*PROBLEM DESCRIPTION:*
Quote the entries that follow exactly, leaving none out.

####

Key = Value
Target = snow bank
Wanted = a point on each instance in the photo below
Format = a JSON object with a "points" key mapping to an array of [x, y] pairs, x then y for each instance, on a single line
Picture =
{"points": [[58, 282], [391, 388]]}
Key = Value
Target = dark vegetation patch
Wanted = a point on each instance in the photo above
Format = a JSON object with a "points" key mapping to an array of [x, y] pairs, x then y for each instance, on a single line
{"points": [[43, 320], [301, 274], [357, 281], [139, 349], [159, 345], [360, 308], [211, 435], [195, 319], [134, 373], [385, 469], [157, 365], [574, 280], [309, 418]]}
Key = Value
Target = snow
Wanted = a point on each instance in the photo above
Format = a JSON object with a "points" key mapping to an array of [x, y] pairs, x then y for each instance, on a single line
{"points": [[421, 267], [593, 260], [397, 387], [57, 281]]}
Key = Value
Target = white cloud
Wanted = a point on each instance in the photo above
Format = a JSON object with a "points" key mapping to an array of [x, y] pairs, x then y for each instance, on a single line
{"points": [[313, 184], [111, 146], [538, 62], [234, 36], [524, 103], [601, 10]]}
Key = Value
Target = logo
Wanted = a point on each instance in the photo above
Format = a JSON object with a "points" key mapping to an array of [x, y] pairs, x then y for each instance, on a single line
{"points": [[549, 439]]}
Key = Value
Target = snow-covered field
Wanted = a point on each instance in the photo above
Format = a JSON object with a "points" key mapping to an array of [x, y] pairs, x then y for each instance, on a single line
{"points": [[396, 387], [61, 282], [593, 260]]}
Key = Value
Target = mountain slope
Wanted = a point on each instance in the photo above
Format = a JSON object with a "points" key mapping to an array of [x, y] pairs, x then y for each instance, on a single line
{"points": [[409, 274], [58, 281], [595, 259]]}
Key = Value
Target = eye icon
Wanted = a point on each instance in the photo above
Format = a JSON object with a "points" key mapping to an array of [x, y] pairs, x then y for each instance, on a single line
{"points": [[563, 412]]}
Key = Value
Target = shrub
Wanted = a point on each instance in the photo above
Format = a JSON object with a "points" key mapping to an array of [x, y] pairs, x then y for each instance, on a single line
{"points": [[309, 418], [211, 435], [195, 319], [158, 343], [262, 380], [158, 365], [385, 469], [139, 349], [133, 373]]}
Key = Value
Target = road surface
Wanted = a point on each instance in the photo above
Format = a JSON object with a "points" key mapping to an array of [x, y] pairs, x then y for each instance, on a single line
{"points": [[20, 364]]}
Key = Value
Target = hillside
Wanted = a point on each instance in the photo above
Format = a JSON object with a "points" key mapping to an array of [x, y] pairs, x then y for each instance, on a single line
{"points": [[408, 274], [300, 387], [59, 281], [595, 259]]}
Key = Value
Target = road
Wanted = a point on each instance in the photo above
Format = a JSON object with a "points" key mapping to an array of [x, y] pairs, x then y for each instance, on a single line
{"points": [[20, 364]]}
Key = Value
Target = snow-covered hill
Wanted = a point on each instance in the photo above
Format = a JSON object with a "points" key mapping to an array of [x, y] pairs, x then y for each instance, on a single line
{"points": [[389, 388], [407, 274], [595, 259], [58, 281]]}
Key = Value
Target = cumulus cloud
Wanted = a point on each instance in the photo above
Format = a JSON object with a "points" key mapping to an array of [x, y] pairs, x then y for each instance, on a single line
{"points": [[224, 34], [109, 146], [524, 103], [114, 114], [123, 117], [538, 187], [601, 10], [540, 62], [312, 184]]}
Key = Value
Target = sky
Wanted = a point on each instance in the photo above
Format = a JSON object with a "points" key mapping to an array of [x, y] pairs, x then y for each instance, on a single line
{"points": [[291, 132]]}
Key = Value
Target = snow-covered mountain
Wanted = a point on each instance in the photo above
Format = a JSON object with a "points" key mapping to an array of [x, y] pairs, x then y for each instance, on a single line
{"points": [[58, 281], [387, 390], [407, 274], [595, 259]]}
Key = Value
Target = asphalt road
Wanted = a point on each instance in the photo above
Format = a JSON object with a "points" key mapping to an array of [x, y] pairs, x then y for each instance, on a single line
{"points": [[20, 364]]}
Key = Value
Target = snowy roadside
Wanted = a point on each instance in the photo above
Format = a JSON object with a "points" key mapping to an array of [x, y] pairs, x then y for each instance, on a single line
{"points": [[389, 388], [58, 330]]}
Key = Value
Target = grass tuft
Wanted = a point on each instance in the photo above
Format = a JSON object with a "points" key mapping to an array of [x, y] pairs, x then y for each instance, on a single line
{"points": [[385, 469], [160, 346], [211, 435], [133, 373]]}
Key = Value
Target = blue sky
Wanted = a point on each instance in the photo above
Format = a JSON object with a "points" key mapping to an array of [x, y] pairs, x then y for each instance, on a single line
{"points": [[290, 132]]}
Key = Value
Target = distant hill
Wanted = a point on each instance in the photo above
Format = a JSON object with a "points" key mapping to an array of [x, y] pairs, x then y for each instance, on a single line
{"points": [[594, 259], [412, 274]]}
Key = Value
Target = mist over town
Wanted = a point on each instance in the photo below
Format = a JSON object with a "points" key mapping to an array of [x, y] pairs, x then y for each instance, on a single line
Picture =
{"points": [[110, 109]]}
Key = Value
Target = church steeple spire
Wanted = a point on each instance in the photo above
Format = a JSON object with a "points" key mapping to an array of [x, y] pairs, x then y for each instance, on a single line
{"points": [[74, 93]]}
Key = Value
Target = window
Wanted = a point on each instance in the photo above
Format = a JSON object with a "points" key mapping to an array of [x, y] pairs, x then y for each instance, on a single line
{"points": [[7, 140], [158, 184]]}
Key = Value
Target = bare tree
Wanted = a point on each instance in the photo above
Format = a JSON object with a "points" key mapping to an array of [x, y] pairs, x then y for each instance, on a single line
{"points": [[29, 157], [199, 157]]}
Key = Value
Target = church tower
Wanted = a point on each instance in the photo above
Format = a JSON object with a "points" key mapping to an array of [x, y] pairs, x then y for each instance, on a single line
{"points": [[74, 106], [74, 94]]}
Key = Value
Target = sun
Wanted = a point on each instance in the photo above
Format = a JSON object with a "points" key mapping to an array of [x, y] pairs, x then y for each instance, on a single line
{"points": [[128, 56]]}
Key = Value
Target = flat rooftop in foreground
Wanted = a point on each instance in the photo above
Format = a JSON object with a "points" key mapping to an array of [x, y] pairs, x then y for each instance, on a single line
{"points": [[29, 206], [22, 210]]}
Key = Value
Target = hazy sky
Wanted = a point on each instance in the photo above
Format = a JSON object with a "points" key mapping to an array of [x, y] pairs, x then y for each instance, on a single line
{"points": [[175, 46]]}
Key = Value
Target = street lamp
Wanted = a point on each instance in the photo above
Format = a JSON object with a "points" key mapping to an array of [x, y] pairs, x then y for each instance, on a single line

####

*CORRECT OUTPUT:*
Key = Value
Target = snow bank
Wanted = a point on each instance in the photo below
Format = a JSON object with a "points" key mapping to an array of [x, y] pairs, x then y for each instance, on a single line
Picture =
{"points": [[58, 282], [391, 388]]}
Key = Value
Target = dark vegetation patch
Wanted = a point on each instance in the photo above
Format = a JSON object with a "points" key mapping to an array of [x, y] pairs, x then y for each instance, on a single line
{"points": [[43, 320], [301, 274], [357, 281], [139, 349], [159, 345], [360, 308], [211, 435], [195, 319], [134, 373], [385, 469], [157, 365], [574, 280], [309, 418]]}
Key = Value
Target = snow
Wanted = a point on each instance in the photo above
Format = a JSON object with a "points" key mapping to an array of [x, y] pairs, x then y for each instance, on a single line
{"points": [[421, 267], [593, 260], [397, 387], [57, 281]]}
Key = Value
Target = white cloud
Wanted = a point on each instance in the photo above
Format = a JSON object with a "points" key mapping to an array of [x, y] pairs, x then y for each instance, on a single line
{"points": [[313, 184], [111, 146], [538, 62], [234, 36], [524, 103], [601, 10]]}
Key = Value
Target = logo
Wanted = a point on each instance in the photo above
Format = a JSON object with a "points" key mapping to an array of [x, y] pairs, x then y for each instance, on a single line
{"points": [[549, 439]]}
Key = Value
Target = snow-covered field
Wanted = a point on each instance in the photo above
Format = a JSON object with a "points" key mapping to an array of [x, y] pairs, x then y for each instance, on a single line
{"points": [[396, 387], [61, 282], [593, 260]]}
Key = Value
Target = mountain slope
Wanted = a point on each instance in the photo above
Format = a JSON object with a "points" key mapping to an array of [x, y] pairs, x then y for each instance, on a single line
{"points": [[409, 274], [58, 281], [595, 259]]}
Key = Value
Target = eye icon
Wanted = a point on each instance in the photo above
Format = a JSON object with a "points" key mapping to an array of [x, y] pairs, x then y for each instance, on a single line
{"points": [[563, 412]]}
Key = Value
Target = shrub
Wanted = a point on each instance in the photo above
Format = a JSON object with a "points" key mapping to an array of [x, y] pairs, x then y for each instance, on a single line
{"points": [[309, 418], [211, 435], [195, 319], [158, 343], [262, 380], [158, 365], [385, 469], [139, 349], [133, 373]]}
Key = Value
Target = road surface
Wanted = a point on each instance in the photo above
Format = a JSON object with a "points" key mapping to an array of [x, y] pairs, x then y for each instance, on a single line
{"points": [[20, 364]]}
Key = Value
Target = hillside
Wanted = a point on each instance in the photo above
Format = a JSON object with a "points" key mapping to an array of [x, y] pairs, x then y for each instance, on a single line
{"points": [[408, 274], [300, 387], [59, 281], [595, 259]]}
Key = Value
Target = road
Wanted = a point on each instance in the photo above
Format = a JSON object with a "points" key mapping to an array of [x, y] pairs, x then y for each instance, on a single line
{"points": [[20, 364]]}
Key = Value
Target = snow-covered hill
Wanted = a point on each instance in the photo above
Format = a JSON object with a "points" key mapping to an array of [x, y] pairs, x then y for each instance, on a single line
{"points": [[389, 388], [407, 274], [595, 259], [58, 281]]}
Key = Value
Target = cumulus cloud
Wanted = a point on each instance in the photo above
Format = a JSON object with a "points" key mapping to an array of [x, y] pairs, x then y for each instance, on a single line
{"points": [[224, 34], [109, 146], [524, 103], [114, 114], [123, 117], [538, 187], [601, 10], [540, 62], [312, 184]]}
Key = Value
Target = sky
Wanted = a point on each instance in the photo above
Format = a JSON object with a "points" key mapping to an array of [x, y] pairs, x then y for each instance, on a single line
{"points": [[291, 132]]}
Key = Value
Target = snow-covered mountain
Wanted = a point on each instance in the photo above
Format = a JSON object with a "points" key mapping to an array of [x, y] pairs, x then y for each instance, on a single line
{"points": [[58, 281], [387, 390], [407, 274], [595, 259]]}
Key = Value
Target = asphalt road
Wanted = a point on each instance in the photo above
Format = a JSON object with a "points" key mapping to an array of [x, y] pairs, x then y for each instance, on a single line
{"points": [[20, 364]]}
Key = Value
Target = snowy roadside
Wanted = a point on each instance in the photo above
Format = a JSON object with a "points" key mapping to an array of [x, y] pairs, x then y for each instance, on a single line
{"points": [[389, 388], [58, 330]]}
Key = Value
Target = grass tuft
Wanted = a point on each instance in the photo above
Format = a JSON object with a "points" key mapping to an array of [x, y] pairs, x then y for each instance, on a single line
{"points": [[385, 469], [160, 346], [211, 435], [133, 373]]}
Key = Value
Target = blue sky
Wanted = a point on each instance in the photo above
Format = a JSON object with a "points" key mapping to an array of [x, y] pairs, x then y for each instance, on a single line
{"points": [[290, 132]]}
Key = Value
Target = distant hill
Wanted = a point on each instance in the photo above
Format = a JSON object with a "points" key mapping to an array of [x, y] pairs, x then y for each instance, on a single line
{"points": [[594, 259], [412, 274]]}
Key = Value
Target = mist over town
Wanted = a point on each instance in the photo below
Format = a JSON object with a "points" key mapping to an array of [x, y] pairs, x then y for each instance, on a single line
Picture =
{"points": [[110, 109]]}
Key = Value
Target = church steeple spire
Wanted = a point on each instance in the photo above
Format = a JSON object with a "points" key mapping to an array of [x, y] pairs, x then y for each instance, on a single line
{"points": [[74, 93]]}
Key = Value
Target = window
Wanted = a point on each instance in the photo above
Format = a JSON object with a "points" key mapping to an array of [x, y] pairs, x then y for each instance, on a single line
{"points": [[7, 140], [158, 184]]}
Key = Value
Target = bare tree
Wanted = a point on each instance in the photo above
Format = a JSON object with a "points" key mapping to an array of [x, y] pairs, x then y for each instance, on a single line
{"points": [[29, 157], [199, 157]]}
Key = Value
Target = church tower
Wanted = a point on each instance in the photo above
Format = a JSON object with a "points" key mapping to an array of [x, y] pairs, x then y for each instance, on a single line
{"points": [[74, 106], [74, 94]]}
Key = Value
Target = sun
Wanted = a point on each instance in the photo above
Format = a JSON object with a "points" key mapping to an array of [x, y] pairs, x then y for each instance, on a single line
{"points": [[128, 56]]}
Key = Value
Target = flat rooftop in foreground
Wanted = a point on each instance in the photo above
Format = a JSON object with a "points" key mapping to an array of [x, y] pairs, x then y for each instance, on a single line
{"points": [[29, 206], [22, 210]]}
Key = Value
Target = hazy sky
Wanted = a point on each instance in the photo above
Format = a JSON object with a "points" key mapping to an array of [x, y] pairs, x then y for each instance, on a single line
{"points": [[175, 46]]}
Key = Value
Target = street lamp
Wanted = a point on each instance in the photo above
Format = a JSON object with a "points" key mapping to an array of [x, y] pairs, x then y for each instance, on a single line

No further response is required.